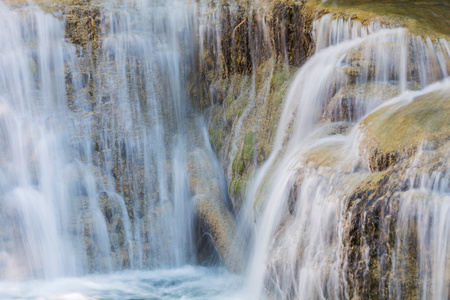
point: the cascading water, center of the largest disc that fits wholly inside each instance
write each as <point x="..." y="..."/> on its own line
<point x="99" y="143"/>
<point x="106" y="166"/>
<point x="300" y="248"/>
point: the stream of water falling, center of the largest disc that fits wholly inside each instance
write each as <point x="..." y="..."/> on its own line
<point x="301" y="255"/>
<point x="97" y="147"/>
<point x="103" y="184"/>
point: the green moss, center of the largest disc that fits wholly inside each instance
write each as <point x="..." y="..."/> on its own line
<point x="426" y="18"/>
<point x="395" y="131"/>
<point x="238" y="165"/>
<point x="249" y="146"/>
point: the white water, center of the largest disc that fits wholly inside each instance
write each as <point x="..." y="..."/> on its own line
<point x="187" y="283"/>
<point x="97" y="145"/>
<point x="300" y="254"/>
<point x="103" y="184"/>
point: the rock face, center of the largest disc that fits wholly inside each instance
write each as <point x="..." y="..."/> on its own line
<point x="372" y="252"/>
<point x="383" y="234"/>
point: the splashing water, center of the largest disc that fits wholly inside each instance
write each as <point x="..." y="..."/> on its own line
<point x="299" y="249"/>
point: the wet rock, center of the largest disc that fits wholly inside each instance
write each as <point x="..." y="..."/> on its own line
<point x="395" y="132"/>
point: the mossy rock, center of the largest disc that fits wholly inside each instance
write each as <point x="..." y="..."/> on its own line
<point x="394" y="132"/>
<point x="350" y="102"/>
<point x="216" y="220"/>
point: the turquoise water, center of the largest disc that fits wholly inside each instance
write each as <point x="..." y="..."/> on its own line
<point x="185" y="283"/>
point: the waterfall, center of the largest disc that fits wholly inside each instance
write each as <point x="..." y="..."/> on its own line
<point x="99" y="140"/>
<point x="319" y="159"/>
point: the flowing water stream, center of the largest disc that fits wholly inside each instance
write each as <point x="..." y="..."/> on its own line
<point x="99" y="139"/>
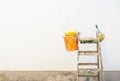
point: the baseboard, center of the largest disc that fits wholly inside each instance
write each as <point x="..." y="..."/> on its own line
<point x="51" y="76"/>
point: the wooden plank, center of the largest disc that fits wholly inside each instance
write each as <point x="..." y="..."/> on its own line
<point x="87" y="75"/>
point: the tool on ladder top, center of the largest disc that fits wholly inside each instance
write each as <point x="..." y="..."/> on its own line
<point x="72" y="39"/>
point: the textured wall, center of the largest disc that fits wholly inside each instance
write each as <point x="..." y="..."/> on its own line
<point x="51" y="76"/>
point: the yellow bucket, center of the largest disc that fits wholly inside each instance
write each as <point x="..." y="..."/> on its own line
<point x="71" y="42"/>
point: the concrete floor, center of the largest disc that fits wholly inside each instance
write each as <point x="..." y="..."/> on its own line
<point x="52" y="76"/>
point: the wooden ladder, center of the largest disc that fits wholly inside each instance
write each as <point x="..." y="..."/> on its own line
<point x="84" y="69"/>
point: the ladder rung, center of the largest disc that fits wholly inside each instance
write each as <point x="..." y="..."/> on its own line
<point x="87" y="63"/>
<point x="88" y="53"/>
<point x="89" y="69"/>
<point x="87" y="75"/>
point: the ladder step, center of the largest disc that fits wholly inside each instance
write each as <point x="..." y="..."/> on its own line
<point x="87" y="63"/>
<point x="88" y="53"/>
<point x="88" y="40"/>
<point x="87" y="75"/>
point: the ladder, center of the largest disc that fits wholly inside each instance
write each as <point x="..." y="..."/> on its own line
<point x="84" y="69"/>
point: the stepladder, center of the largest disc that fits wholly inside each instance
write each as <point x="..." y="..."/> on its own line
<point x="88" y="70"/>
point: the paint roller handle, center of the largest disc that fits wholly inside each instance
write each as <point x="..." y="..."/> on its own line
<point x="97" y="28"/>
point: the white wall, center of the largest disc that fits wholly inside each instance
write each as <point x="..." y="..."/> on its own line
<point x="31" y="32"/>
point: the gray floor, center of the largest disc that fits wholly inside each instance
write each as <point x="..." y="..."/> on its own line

Activity:
Write out the entries word for word. Skip the pictures.

Written solution:
point: the cascading water, center of the largest disc that fits wholly inside each instance
write each as <point x="..." y="..."/> on its own line
<point x="99" y="143"/>
<point x="106" y="166"/>
<point x="300" y="248"/>
point: the stream of water falling, center of the largest disc that fits wholly inside each instance
write each as <point x="..." y="..."/> on its own line
<point x="301" y="255"/>
<point x="97" y="147"/>
<point x="103" y="184"/>
point: the green moss, center of the largest disc that fits wholly inside each instance
write each as <point x="..." y="..."/> on its own line
<point x="426" y="18"/>
<point x="395" y="131"/>
<point x="238" y="165"/>
<point x="249" y="146"/>
point: the white water, center of the largest disc that fits wholly inside each instance
write each as <point x="..." y="..."/> on its own line
<point x="187" y="283"/>
<point x="97" y="145"/>
<point x="300" y="254"/>
<point x="103" y="184"/>
point: the rock face, center of the largest disc that fits wholly inside each instance
write each as <point x="..." y="..."/> on its own line
<point x="372" y="252"/>
<point x="383" y="234"/>
point: the splashing water, center of the largest disc that fits wholly inside each instance
write each as <point x="..." y="..."/> on its own line
<point x="299" y="249"/>
point: the wet rock, center of the largest disc that fits wholly inside each instance
write each as <point x="..." y="..."/> on its own line
<point x="395" y="132"/>
point: the mossy rock, center of the largest disc that fits wholly inside each instance
write each as <point x="..." y="..."/> on its own line
<point x="394" y="132"/>
<point x="350" y="102"/>
<point x="216" y="220"/>
point: the turquoise water, center of the largest disc that fits wholly inside each instance
write each as <point x="..." y="..."/> on its own line
<point x="185" y="283"/>
point: the waterfall, center of the largest disc that fits wholly inside each instance
write each as <point x="..." y="..."/> on its own line
<point x="99" y="140"/>
<point x="319" y="159"/>
point: the flowing water stream, center of the largest disc that fits wholly inside each instance
write each as <point x="..." y="..."/> on its own line
<point x="99" y="139"/>
point: the baseboard, center of the largest disc that fits wholly inside each instance
write each as <point x="..." y="..."/> on its own line
<point x="51" y="76"/>
point: the wooden plank, center of the largest disc that fits wholly inside each instance
write each as <point x="..." y="..."/> on its own line
<point x="87" y="75"/>
point: the tool on ladder top, center of the largest disc that fits wholly inside each instance
write each as <point x="..." y="..."/> on its own line
<point x="72" y="39"/>
point: the textured wall, center of the largest disc that fits wholly inside each instance
write each as <point x="..." y="..."/> on its own line
<point x="51" y="76"/>
point: the yellow bucket, center of the largest disc that fits wholly inside each instance
write each as <point x="..." y="..."/> on its own line
<point x="71" y="42"/>
point: the concrete floor, center of the largest disc that fits wholly inside each instance
write each as <point x="..." y="..."/> on its own line
<point x="52" y="76"/>
point: the wooden ladder, center of the largest disc that fits wholly inside each instance
write each as <point x="..." y="..."/> on its own line
<point x="84" y="69"/>
point: the ladder rung, center of the largest disc that fits wholly inside each instance
write each as <point x="..." y="..."/> on its own line
<point x="87" y="63"/>
<point x="88" y="53"/>
<point x="89" y="69"/>
<point x="87" y="75"/>
point: the ladder step, center of the largest disc that fits wholly inside each instance
write each as <point x="..." y="..."/> on its own line
<point x="87" y="63"/>
<point x="88" y="53"/>
<point x="88" y="40"/>
<point x="87" y="75"/>
point: the ladder, center of the largest disc that fits wholly inside each instance
write each as <point x="..." y="..."/> on its own line
<point x="84" y="69"/>
point: the stepladder, center of the largest disc that fits wholly inside each instance
write each as <point x="..." y="..."/> on its own line
<point x="88" y="70"/>
point: the paint roller handle, center of the largest disc that fits wholly inside each instance
write each as <point x="..." y="..."/> on its own line
<point x="97" y="28"/>
point: the white wall, center of the largest disc that fits wholly inside each instance
write each as <point x="..." y="..."/> on its own line
<point x="31" y="32"/>
point: the gray floor, center of the largest disc that fits wholly inside each instance
write each as <point x="..." y="..."/> on its own line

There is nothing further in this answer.